#### Extract to read
== == ==

Jack Oakie (born Lewis Delaney Offield; November 12, 1903 – January 23, 1978) was an American actor, starring mostly in films, but also working on stage, radio and television. He portrayed Napaloni in Chaplin's The Great Dictator (1940), receiving a nomination for the Academy Award for Best Supporting Actor.

Early life
Jack Oakie was born in Sedalia, Missouri, at 522 W. Seventh St. His father, James Madison Offield (1880–1939), was a grain dealer, and his mother, Evelyn Offield (nee Jump) (1868–1939), was a psychology teacher. When he was 5, the Offield family moved to Muskogee, Oklahoma, the source of his "Oakie" nickname. His adopted first name, Jack, was the name of the first character he played on stage. Young Lewis/Jack grew up mostly in Oklahoma but also lived for periods of time with his grandmother in Kansas City, Missouri. While there he attended Woodland Elementary and made spending money as a paperboy for The Kansas City Star. He recalled years later that he made especially good money selling "extras" in November 1916 during the presidential election campaign that resulted in Woodrow Wilson being re-elected.

== == ==

#### Records

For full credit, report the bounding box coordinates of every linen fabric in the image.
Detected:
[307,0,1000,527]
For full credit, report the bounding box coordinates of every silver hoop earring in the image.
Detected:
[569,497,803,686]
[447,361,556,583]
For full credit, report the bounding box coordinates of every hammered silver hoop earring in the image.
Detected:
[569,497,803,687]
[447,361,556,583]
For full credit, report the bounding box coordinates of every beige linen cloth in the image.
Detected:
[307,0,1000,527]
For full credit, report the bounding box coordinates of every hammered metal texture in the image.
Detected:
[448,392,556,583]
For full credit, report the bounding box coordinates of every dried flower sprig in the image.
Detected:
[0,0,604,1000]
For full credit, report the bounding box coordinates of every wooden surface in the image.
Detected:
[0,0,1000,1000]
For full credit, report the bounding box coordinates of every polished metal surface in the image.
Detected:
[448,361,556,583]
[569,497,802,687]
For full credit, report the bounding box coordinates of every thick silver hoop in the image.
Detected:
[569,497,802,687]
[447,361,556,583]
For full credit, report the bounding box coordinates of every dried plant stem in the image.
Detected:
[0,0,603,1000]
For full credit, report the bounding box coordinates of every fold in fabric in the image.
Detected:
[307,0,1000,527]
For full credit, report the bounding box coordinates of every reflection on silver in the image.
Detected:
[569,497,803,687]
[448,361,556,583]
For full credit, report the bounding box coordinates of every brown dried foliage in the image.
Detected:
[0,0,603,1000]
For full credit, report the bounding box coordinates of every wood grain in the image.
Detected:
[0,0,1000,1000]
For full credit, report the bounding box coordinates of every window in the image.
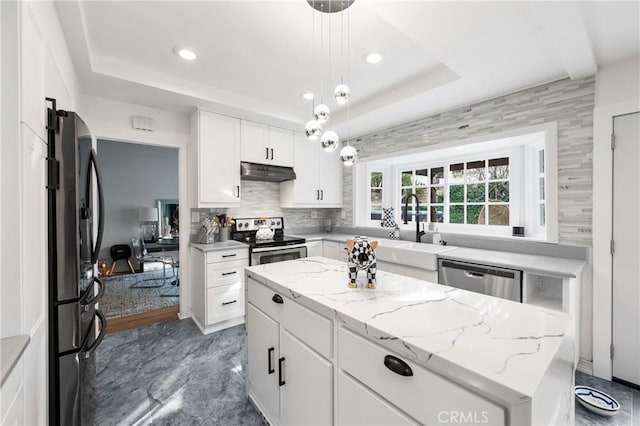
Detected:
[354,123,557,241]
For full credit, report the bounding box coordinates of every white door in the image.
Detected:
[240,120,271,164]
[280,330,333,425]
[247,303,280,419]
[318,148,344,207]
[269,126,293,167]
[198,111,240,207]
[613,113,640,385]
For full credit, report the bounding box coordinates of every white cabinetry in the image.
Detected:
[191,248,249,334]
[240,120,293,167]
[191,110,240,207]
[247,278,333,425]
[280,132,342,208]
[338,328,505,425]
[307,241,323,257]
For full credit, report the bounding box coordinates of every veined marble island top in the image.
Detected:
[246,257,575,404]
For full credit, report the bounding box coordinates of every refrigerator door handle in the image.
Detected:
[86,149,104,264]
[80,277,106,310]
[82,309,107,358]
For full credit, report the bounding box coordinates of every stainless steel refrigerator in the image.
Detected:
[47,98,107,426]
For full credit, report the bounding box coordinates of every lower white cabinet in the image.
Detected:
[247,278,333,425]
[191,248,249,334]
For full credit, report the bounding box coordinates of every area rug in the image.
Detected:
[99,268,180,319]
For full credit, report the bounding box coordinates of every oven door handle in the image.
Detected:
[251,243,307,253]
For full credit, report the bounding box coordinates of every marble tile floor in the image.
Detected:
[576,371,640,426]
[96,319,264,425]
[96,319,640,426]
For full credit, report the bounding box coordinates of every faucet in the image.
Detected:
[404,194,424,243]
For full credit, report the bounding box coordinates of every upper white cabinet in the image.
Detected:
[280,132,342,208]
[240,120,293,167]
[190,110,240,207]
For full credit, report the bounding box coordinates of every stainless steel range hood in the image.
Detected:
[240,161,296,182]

== == ==

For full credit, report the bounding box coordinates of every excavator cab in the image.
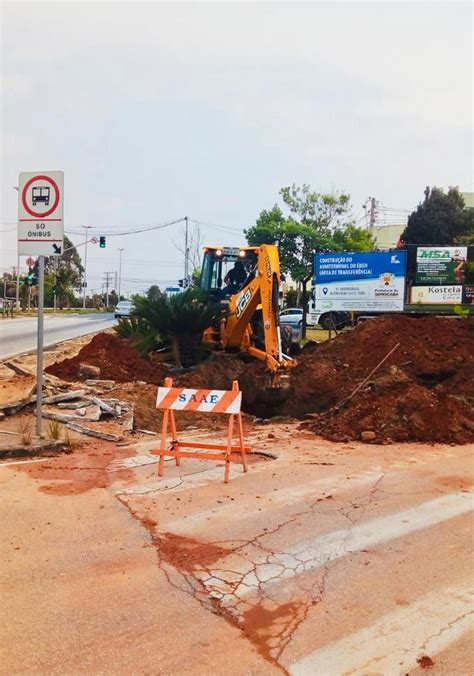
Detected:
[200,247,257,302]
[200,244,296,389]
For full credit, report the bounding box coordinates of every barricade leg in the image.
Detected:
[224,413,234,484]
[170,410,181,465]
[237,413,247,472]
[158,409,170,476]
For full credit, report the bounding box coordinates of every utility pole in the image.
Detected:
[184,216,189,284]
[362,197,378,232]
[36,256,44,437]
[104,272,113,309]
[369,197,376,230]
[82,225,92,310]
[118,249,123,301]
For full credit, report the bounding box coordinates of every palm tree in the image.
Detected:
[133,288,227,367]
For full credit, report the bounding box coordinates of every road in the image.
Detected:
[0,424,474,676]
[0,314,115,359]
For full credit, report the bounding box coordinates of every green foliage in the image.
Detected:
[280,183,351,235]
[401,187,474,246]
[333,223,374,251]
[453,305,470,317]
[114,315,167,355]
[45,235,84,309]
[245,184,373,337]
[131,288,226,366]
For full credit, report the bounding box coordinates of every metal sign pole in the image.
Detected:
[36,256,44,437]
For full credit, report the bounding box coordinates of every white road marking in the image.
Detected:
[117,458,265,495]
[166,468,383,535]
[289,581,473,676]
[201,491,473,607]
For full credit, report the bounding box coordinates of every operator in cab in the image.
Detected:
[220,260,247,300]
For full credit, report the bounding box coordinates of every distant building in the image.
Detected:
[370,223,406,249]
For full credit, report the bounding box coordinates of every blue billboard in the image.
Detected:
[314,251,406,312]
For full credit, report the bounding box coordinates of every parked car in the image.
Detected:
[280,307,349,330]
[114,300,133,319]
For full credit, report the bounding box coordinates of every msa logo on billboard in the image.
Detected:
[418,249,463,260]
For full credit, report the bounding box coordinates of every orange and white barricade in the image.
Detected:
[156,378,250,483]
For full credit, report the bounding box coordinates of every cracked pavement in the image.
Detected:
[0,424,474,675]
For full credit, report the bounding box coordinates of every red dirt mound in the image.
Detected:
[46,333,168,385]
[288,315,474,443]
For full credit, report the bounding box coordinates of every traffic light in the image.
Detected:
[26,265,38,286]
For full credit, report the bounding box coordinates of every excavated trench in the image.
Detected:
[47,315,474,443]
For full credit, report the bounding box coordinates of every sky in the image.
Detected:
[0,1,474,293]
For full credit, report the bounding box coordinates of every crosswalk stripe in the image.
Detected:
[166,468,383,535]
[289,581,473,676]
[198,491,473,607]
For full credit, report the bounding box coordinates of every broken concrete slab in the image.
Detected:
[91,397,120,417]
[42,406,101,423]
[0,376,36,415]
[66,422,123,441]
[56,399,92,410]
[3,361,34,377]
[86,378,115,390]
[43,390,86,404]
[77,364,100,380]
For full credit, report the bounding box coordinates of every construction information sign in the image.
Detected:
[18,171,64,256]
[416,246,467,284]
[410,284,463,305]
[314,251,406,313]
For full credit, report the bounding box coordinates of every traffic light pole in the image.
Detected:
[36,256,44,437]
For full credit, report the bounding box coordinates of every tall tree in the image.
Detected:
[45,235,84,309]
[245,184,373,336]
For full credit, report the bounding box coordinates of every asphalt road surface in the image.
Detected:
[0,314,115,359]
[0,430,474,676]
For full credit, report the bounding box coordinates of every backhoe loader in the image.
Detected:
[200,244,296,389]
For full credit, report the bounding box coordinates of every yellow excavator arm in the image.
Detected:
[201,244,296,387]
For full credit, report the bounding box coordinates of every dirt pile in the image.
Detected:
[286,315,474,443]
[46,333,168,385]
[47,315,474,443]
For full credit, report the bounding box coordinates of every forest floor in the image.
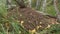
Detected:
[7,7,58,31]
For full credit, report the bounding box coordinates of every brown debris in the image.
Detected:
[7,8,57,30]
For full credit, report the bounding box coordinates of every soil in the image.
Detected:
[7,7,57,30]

== == ==

#### Exercise set
**1.** Do these statements agree with the Jack Oakie biography? Answer yes or no for each, quoting the deciding words. (a) Oakie's father worked as a grain dealer. (b) The family moved to Muskogee when Oakie was ten. (c) In Kansas City he earned money delivering The Kansas City Star.
**2.** Carry on the Jack Oakie biography, starting after its final sentence about Woodrow Wilson's re-election.

#### Answer set
**1.**
(a) Yes: "His father, James Madison Offield (1880–1939), was a grain dealer"
(b) No: "When he was 5, the Offield family moved to Muskogee, Oklahoma"
(c) Yes: "made spending money as a paperboy for The Kansas City Star"

**2.**
Early career
Oakie worked as a runner on Wall Street and narrowly escaped being killed in the Wall Street bombing of September 16, 1920. While in New York, he also started appearing in amateur theatre as a mimic and a comedian, finally making his professional debut on Broadway in 1923 as a chorus boy in a production of Little Nellie Kelly by George M. Cohan.

Oakie worked in various musicals and comedies on Broadway from 1923 to 1927, when he moved to Hollywood to work in movies at the end of the silent film era. Oakie appeared in five silent films during 1927 and 1928. As the age of the "talkies" began, he signed with Paramount Pictures in 1927. He made his first talking film, The Dummy, in 1929.

Film career
When his contract with Paramount ended in 1934, Oakie decided to freelance. He was remarkably successful, appearing in 87 films, most made in the 1930s and 1940s. In the film Too Much Harmony (1933), the part of Oakie's on-screen mother was played by his real mother, Mary Evelyn Offield. During the 1930s, he was known as "The World's Oldest Freshman", as a result of appearing in numerous films with a collegiate theme. He was also known for refusing to wear screen make-up of any kind, and the frequent use of double-take in his comedy. Oakie was quoted as saying of his studio career: 

Oakie portrayed Benzino Napaloni, the boisterous dictator of Bacteria, in Charlie Chaplin's The Great Dictator (1940), for which he received an Oscar nomination for Best Supporting Actor. This role was a broad parody of the fascist dictator of Italy, Benito Mussolini, then in power.

Television and radio
Not being limited by a film studio contract, Oakie branched into radio and had his own radio show between 1936 and 1938.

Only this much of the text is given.